RAW DATA
+---+

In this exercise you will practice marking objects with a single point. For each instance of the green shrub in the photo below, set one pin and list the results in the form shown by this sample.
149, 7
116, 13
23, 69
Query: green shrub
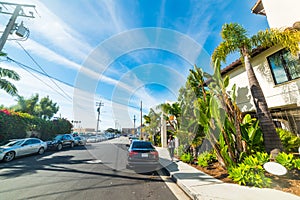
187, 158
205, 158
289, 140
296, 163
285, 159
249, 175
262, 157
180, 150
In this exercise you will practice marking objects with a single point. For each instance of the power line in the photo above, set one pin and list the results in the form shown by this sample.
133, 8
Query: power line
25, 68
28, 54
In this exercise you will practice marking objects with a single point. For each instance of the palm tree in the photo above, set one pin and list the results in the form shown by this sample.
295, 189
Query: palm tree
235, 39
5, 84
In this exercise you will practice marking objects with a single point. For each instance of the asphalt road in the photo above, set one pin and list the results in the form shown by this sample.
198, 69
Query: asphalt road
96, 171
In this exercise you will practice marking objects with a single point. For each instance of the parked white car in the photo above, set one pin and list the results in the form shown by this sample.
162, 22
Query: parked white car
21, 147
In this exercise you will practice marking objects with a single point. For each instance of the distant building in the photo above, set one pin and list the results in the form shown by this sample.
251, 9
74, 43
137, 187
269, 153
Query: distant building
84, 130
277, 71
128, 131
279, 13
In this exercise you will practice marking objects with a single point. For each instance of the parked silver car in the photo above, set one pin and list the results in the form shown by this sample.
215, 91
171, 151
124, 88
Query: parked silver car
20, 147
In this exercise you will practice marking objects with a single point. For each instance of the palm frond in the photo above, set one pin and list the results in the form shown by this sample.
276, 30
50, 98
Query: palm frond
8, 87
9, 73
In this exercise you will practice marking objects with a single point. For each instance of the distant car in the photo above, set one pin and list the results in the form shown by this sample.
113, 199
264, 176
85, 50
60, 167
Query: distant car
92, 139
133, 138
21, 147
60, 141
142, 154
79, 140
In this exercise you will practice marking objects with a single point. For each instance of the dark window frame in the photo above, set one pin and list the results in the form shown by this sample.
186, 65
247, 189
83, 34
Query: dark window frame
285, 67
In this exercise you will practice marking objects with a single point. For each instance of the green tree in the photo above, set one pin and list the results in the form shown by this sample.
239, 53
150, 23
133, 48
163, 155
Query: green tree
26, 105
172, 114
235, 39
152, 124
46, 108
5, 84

+---+

The pictures in the data should be omitted, and every remaining line set down exactly.

SOLUTION
In this exercise you will practice marking objects with a single point. For each instance of the green shrub in the photo below, set one pin and list the results in the form shown by this sample.
149, 7
116, 13
23, 69
Query: green shrub
187, 158
205, 158
289, 140
296, 163
285, 159
249, 175
262, 157
180, 150
In this exercise you will practice marking objects with a single point. For each instance of the power line in the photo above, set one pin and list the results in the form shown by this sample.
133, 8
Query: power line
25, 68
28, 54
In this exercise you will practice marking objects with a single point. For each instance of the palm tree in the photo above, set one pin and list the results in the form shown by this sample.
295, 189
Query: palm tree
235, 39
5, 84
In this exercise you will practice marking objects with a single point. For each instance of the asphalt road in the photo above, set one pin and list the results in the form shown by this sample.
198, 69
Query: asphalt road
96, 171
In this exercise you will practice marking objects with a single point. For each instance of the parked white car in the photo above, set one pin and list the results in the form shown by this sample.
162, 22
Query: parked white car
21, 147
In this exercise you will practice marking objects with a single point. For each instance of the distant building in the photo above, set one pin and list the results in the form shown by this sample.
251, 9
74, 43
137, 187
269, 153
Query: distant building
84, 130
277, 71
128, 131
279, 13
In this exercise you will practice marking objects with a single point. For each instance of the parked silver car in the photo above, set one pin and list the results in the form shown by this sample.
215, 91
171, 151
124, 88
Query: parked silver car
20, 147
In this exercise you will practice marking objects with a single point. For each instance of the palm frond in the photo above, set one pin and list the results in the form shown by this sample.
276, 30
50, 98
Query: palm frond
8, 87
9, 73
In this exercise you will practice marking objects with a single point. For each instance of the distant car in the photo above, set one pin and list the results in the form shown by this sample.
113, 199
264, 176
85, 50
60, 167
Query: distant car
92, 139
133, 138
21, 147
60, 141
142, 154
79, 140
In this exercise you will practice marking objects with a single point. For each instance of the dark window frame in the photo above, set one pin and list the results in the form shown by this sample.
186, 65
247, 189
83, 34
Query: dark window frame
285, 67
In this exercise you will practice marking objects with a single point. For each instance of the green tree in the photo above, set one pin and list the results in the form shown by this sample.
239, 53
150, 23
133, 48
163, 155
Query: green tree
26, 105
172, 114
235, 39
152, 124
46, 108
5, 84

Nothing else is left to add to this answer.